◆ JOB:
Every record that follows must be duplicated exactly, with images left out.

◆ RECORDED DATA:
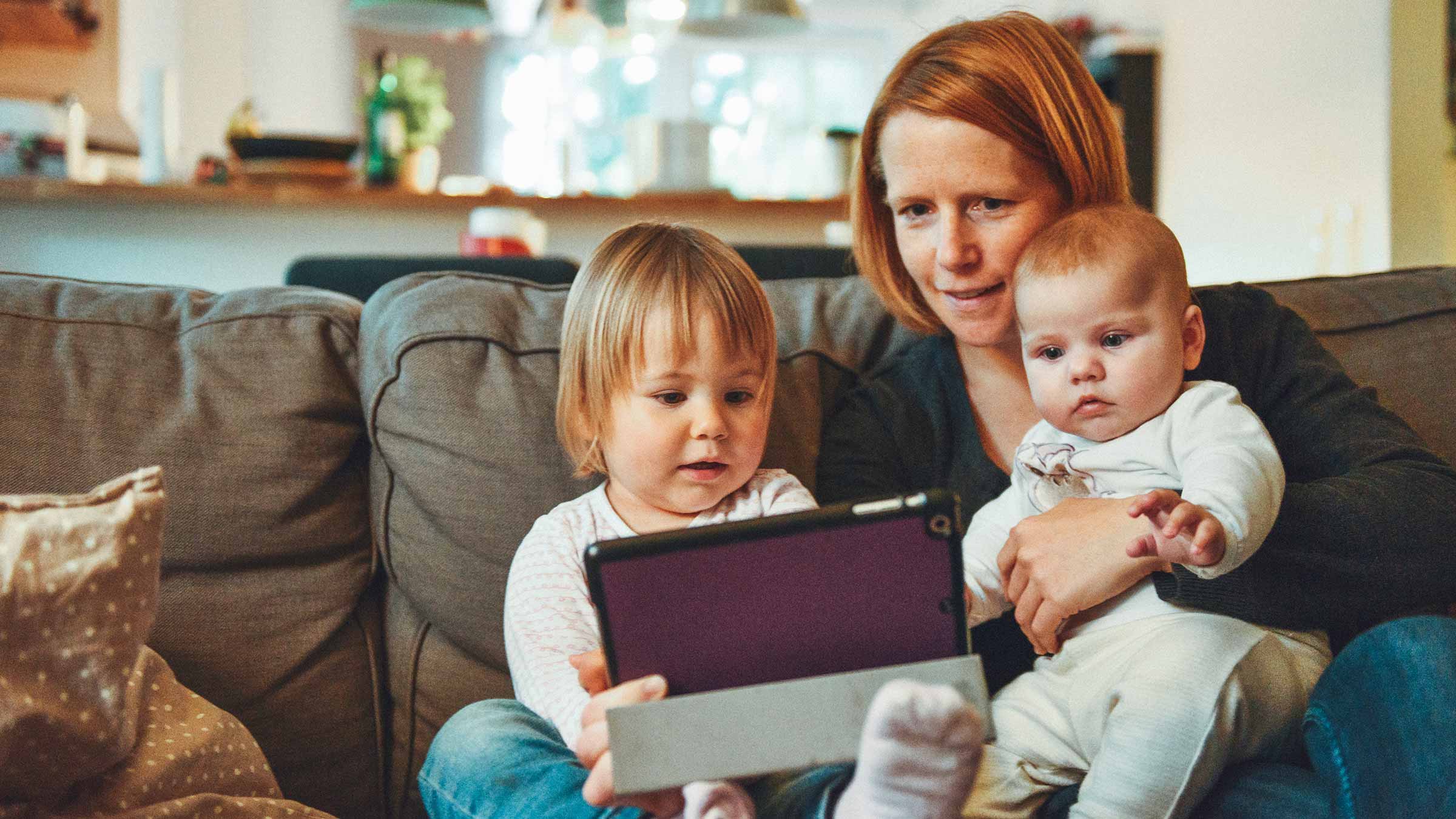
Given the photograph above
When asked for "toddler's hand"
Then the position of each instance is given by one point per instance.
(593, 747)
(592, 671)
(1183, 532)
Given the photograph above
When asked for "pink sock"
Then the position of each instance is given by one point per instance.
(918, 755)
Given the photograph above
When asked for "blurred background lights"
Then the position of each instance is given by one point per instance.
(584, 59)
(724, 64)
(639, 70)
(704, 93)
(766, 92)
(737, 108)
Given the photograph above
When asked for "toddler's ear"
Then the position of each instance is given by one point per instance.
(1195, 337)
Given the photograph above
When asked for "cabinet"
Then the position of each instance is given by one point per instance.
(53, 24)
(1129, 76)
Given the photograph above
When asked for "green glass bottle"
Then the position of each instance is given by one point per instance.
(383, 126)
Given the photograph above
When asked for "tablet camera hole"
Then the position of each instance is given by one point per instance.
(941, 525)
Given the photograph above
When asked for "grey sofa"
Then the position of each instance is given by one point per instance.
(347, 483)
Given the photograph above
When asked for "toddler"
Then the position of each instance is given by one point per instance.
(1147, 701)
(667, 371)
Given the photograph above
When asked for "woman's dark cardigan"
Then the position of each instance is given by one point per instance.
(1367, 528)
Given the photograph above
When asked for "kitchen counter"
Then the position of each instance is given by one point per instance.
(46, 190)
(231, 237)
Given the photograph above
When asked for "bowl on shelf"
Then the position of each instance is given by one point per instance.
(295, 146)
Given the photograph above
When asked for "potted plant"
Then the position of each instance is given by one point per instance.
(419, 93)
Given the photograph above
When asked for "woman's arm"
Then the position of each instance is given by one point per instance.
(1367, 527)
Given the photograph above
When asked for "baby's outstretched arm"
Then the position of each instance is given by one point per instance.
(1183, 532)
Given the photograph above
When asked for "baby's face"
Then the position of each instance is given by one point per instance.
(1105, 350)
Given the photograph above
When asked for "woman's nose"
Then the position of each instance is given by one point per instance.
(957, 247)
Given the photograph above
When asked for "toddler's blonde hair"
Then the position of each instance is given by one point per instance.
(632, 274)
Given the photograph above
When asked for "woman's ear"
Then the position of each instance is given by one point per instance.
(1195, 337)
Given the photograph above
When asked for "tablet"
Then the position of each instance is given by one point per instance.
(845, 588)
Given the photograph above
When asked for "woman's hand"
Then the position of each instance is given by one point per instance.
(1068, 560)
(593, 749)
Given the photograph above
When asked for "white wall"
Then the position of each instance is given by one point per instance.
(1275, 138)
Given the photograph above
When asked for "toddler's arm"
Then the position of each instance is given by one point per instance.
(550, 618)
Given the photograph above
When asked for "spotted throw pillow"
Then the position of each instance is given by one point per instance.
(92, 722)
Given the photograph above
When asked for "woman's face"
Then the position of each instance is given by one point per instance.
(965, 204)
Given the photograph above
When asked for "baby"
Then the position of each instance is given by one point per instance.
(667, 372)
(1147, 701)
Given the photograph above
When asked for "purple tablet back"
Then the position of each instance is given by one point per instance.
(854, 596)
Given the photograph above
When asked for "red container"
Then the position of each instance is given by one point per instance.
(472, 245)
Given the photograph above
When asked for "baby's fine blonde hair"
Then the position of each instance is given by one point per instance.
(1108, 238)
(631, 276)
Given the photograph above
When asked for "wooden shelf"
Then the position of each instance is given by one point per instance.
(53, 24)
(46, 190)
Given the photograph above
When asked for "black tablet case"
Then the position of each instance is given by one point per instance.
(845, 588)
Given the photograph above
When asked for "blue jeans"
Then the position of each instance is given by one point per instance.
(1381, 732)
(499, 760)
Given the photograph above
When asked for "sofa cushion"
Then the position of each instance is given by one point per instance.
(249, 401)
(459, 385)
(78, 596)
(1392, 331)
(93, 722)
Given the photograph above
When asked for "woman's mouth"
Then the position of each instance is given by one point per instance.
(704, 470)
(973, 298)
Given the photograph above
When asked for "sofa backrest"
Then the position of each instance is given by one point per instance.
(1394, 332)
(249, 401)
(459, 388)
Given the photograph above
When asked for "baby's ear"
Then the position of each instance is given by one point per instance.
(1195, 335)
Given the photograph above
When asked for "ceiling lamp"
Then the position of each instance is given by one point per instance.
(420, 16)
(743, 18)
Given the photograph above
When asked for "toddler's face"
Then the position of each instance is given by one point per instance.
(686, 433)
(1104, 352)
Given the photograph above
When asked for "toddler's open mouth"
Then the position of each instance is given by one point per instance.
(704, 470)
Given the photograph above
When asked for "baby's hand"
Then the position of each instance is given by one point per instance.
(1183, 532)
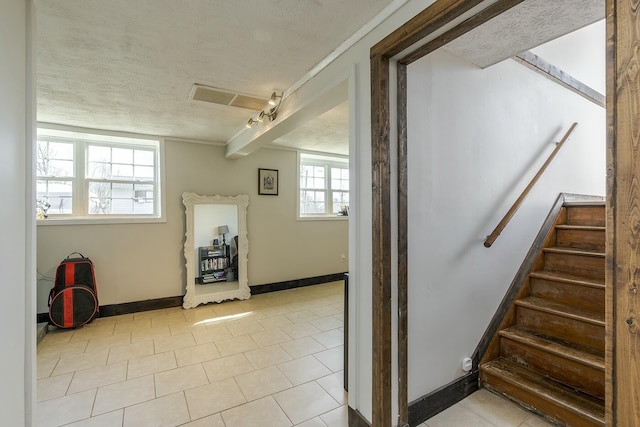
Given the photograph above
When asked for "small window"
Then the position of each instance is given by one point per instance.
(84, 176)
(324, 186)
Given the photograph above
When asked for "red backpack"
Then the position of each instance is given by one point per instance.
(73, 300)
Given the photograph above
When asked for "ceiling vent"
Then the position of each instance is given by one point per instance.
(223, 97)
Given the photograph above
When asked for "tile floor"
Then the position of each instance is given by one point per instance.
(274, 360)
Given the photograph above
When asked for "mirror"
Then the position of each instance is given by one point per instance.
(215, 248)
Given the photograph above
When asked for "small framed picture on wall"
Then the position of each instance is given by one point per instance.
(268, 182)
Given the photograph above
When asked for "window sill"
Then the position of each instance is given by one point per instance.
(99, 221)
(323, 218)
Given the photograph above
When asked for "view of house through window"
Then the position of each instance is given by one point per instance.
(324, 185)
(83, 175)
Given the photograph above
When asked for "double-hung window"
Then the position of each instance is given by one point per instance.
(324, 186)
(89, 177)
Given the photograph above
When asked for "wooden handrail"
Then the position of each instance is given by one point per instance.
(502, 224)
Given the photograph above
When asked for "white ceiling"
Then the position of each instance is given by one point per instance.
(129, 65)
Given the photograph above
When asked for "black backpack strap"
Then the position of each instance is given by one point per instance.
(69, 256)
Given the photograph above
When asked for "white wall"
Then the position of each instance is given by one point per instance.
(476, 138)
(136, 262)
(16, 256)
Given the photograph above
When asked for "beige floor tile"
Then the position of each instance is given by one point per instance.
(51, 388)
(305, 401)
(302, 347)
(169, 382)
(92, 331)
(262, 382)
(329, 339)
(275, 321)
(163, 344)
(165, 411)
(332, 358)
(495, 409)
(268, 356)
(303, 370)
(244, 327)
(197, 354)
(113, 319)
(130, 351)
(334, 385)
(299, 330)
(147, 365)
(270, 337)
(99, 376)
(123, 394)
(236, 345)
(106, 342)
(212, 334)
(339, 417)
(185, 328)
(75, 362)
(264, 412)
(132, 325)
(149, 334)
(111, 419)
(227, 367)
(327, 323)
(62, 349)
(45, 365)
(214, 420)
(326, 310)
(313, 422)
(301, 316)
(64, 410)
(55, 336)
(457, 416)
(211, 398)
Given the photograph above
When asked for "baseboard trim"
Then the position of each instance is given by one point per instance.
(437, 401)
(356, 419)
(169, 302)
(297, 283)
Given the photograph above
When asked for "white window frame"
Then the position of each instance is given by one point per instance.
(82, 139)
(327, 161)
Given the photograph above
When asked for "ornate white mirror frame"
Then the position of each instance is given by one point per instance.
(217, 291)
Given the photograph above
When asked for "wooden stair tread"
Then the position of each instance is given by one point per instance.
(561, 309)
(572, 251)
(580, 227)
(574, 279)
(585, 406)
(581, 354)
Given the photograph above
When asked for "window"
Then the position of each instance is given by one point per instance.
(324, 186)
(83, 176)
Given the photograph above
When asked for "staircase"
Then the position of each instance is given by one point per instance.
(551, 359)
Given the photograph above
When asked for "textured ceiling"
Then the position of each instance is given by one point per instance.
(129, 65)
(523, 27)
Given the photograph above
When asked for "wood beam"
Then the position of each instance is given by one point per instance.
(622, 354)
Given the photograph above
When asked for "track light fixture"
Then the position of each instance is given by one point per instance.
(271, 112)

◆ ANSWER FOR THIS EXERCISE:
Given the photograph above
When asked for "toddler's hand"
Then the position of each instance is given by one point per instance.
(593, 747)
(592, 671)
(1183, 532)
Given the photograph above
When asked for "pink sock"
Then the position of each instance is given by one point per instance.
(918, 755)
Given the photograph above
When asked for "blurred background lights"
Then the position of each instance is given by one point per instance.
(584, 59)
(724, 64)
(639, 70)
(704, 93)
(766, 92)
(737, 108)
Given the photograph above
When asked for "toddler's ear"
Then the position of each instance is given by one point per instance.
(1195, 337)
Given the photograph above
When asked for "cabinet"
Then the position of each instance is given by one point per instance.
(53, 24)
(1129, 76)
Given the photograph above
When asked for "green glass bottle"
Then the position of each instance is given by one point per instance.
(383, 126)
Given the photograph above
When asked for "tablet camera hole"
Then the position of each instance is given by one point per instance.
(941, 525)
Given the photograph above
When asked for "grey sofa"
Then the position of each instance is given by one point per instance.
(347, 483)
Given the photograph above
When asked for "toddler"
Then the position of each instance is given by one point per instance.
(1147, 701)
(667, 371)
Given the photograph above
When asked for "woman's dark cardigan"
Then the position of each instance is given by one point per instance.
(1367, 528)
Given the photograph above
When asked for "kitchen counter"
Then the position of each instance is given by one point per instance.
(46, 190)
(231, 237)
Given the photograph above
When asked for "bowl on shelf"
Then the position of each instance is given by one point per instance.
(295, 146)
Given the photograph above
When asked for "potted plant"
Then the position of each instance is given by one point per instance.
(419, 93)
Given the photograph above
When asked for "woman's arm"
Then the position of each instance is given by one point per instance.
(1367, 527)
Given the photograph above
When asked for "baby's outstretched arm"
Then the position of each instance is given by one point per instance.
(1183, 532)
Given the photograph above
When asked for "baby's face"
Then the position of each instance is given by one point per instance.
(1105, 350)
Given the photograph above
When asked for "woman's nose"
Then the position of each instance is given by one point per instance.
(957, 247)
Given the photograph above
When asked for "toddler's blonde hair"
Then the position of each instance is given by one point per instance.
(632, 274)
Given the photograph above
When asked for "woman's ear"
Then the position of each instance is given by one point per instance.
(1195, 337)
Given the photograph above
When asked for "tablet"
Then the position of each instance is given by one point per instance.
(845, 588)
Given the photograph above
When asked for "woman's hand"
Then the position of each instance is given by one point per instance.
(1068, 560)
(593, 749)
Given the photograph above
When asked for "white wall"
Then the position of each instance is given by one point per instance.
(1275, 138)
Given the photograph above
When asked for "toddler's arm"
Then the position of each instance is given by one point per instance.
(550, 618)
Given the photograph above
When asked for "spotted throw pillow"
Then the position of each instance is given by one point per instance.
(92, 722)
Given the photograph above
When asked for "woman's face"
Then the position of each instance is given by one point per instance.
(965, 204)
Given the photograph above
When asked for "baby"
Then the position of each instance is given by one point per instance.
(667, 372)
(1147, 701)
Given the photograph above
When asked for "purple tablet back"
Then the position of each instance is given by one point per instance.
(854, 596)
Given the photograph above
When asked for "red container"
Then the position of each instance is given by one point per instance.
(472, 245)
Given the photograph above
When asked for "baby's fine blonde hair"
Then the position of each instance is given by one point per instance.
(1108, 238)
(631, 276)
Given the photograph above
When asked for "wooden shelf"
Then the position of each instance is given by one point per instance.
(53, 24)
(46, 190)
Given the photograph above
When asked for "black tablet case"
Then the position of each instance is given by one point per instance.
(845, 588)
Given the photograph above
When asked for "blue jeans"
Then the position of each instance is given by one point per instance.
(1381, 732)
(499, 760)
Given the photograph above
When asked for "sofa cushion"
Then the position of each instance is given by one point per instance.
(249, 401)
(459, 385)
(78, 596)
(1392, 331)
(93, 722)
Given the photograph above
When asked for "woman's mouth"
Then the position of each instance is given by one point per instance.
(704, 470)
(973, 298)
Given the photograph above
When asked for "sofa backrest"
Then the position of each instance is given by one point per instance.
(1394, 332)
(249, 401)
(459, 388)
Given the photograph above
When asked for "baby's ear"
Then the position of each instance is given by one point per instance.
(1195, 335)
Given the photograph above
When asked for "ceiling lamp"
Then the position of each instance is given by one point per instance.
(420, 16)
(743, 18)
Given the photograph above
When asked for "toddler's face"
Then the position of each instance is given by one point per instance.
(686, 433)
(1104, 352)
Given the photograph above
When asked for "toddler's open mouth"
Then the position of each instance is given by one point per instance.
(704, 470)
Given the photograph above
When asked for "baby's hand"
Then the position of each instance is given by one point per instance.
(1183, 532)
Given the photograph above
When asked for "small window"
Then the position of each instance is given by one point per instance.
(84, 176)
(324, 186)
Given the photograph above
When asked for "red backpack"
Then the position of each instance is given by one point per instance.
(73, 300)
Given the photograph above
When asked for "ceiling vent"
Then the position of each instance is given by one point per instance.
(223, 97)
Given the photograph above
When asked for "tile floor"
Then the position of each instance is given by one point per instance.
(274, 360)
Given the photograph above
When asked for "mirror"
Then the position of each instance is given by one point per instance.
(215, 248)
Given the photograph above
When asked for "small framed picture on wall"
Then the position of each instance is given by one point per instance.
(268, 182)
Given the photograph above
When asked for "window sill"
Then the position of each instance is given by one point per instance.
(99, 221)
(323, 218)
Given the photograph above
When asked for "view of house through window"
Then the position of each instance is given by one point per instance.
(324, 185)
(83, 175)
Given the photograph above
When asked for "double-hung window"
Then the position of each instance is given by one point per instance.
(324, 186)
(89, 177)
Given the photograph above
When asked for "wooden handrail"
Then the position of each instance is given by one point per instance.
(502, 224)
Given the photograph above
When asked for "white ceiling"
Then the position of each instance is given by one point per instance.
(129, 65)
Given the photograph above
When asked for "black backpack strap"
Then the position of each instance is given by one point per instance.
(69, 256)
Given the photograph above
When asked for "white wall"
Then the position of each instance is given by one point per instance.
(476, 138)
(136, 262)
(16, 256)
Given the photograph above
When asked for "beige floor tile"
Then the position of each instance is given by one point per instance.
(51, 388)
(305, 401)
(302, 347)
(169, 382)
(92, 331)
(262, 382)
(329, 339)
(275, 321)
(163, 344)
(165, 411)
(332, 358)
(495, 409)
(268, 356)
(303, 370)
(244, 327)
(197, 354)
(113, 319)
(130, 351)
(334, 385)
(299, 330)
(147, 365)
(270, 337)
(99, 376)
(123, 394)
(236, 345)
(106, 342)
(212, 334)
(339, 417)
(185, 328)
(75, 362)
(264, 412)
(132, 325)
(149, 334)
(111, 419)
(227, 367)
(327, 323)
(62, 349)
(45, 365)
(214, 420)
(326, 310)
(313, 422)
(301, 316)
(64, 410)
(55, 336)
(457, 416)
(211, 398)
Given the photograph above
When asked for "baseboard trim"
Then the position of each instance is given by one point per instance.
(437, 401)
(356, 419)
(169, 302)
(297, 283)
Given the photograph above
When asked for "white window frame"
Then the position of each instance is given by one point per instance.
(82, 139)
(327, 161)
Given the photograph above
When asked for "ornate white mirror frame"
Then the position of each instance is given by one point per instance.
(217, 291)
Given the photograph above
When asked for "wooden stair tread"
Then the position of each instance is given by one point per instance.
(561, 309)
(572, 251)
(580, 227)
(574, 279)
(585, 406)
(581, 354)
Given the photograph above
When asked for "window"
Then the position of each instance is given by one point per instance.
(324, 186)
(83, 176)
Given the photograph above
When asked for "staircase"
Then the position of each instance is given by one point per instance.
(551, 359)
Given the photograph above
When asked for "textured ceiling"
Then the position of each instance is given by one point per instance.
(129, 65)
(523, 27)
Given the photograph above
When asked for "wood beam"
Then the position of each instance is given by one point per instance.
(622, 354)
Given the photograph above
When asked for "track light fixture"
Then the position of each instance is given by one point per instance.
(271, 112)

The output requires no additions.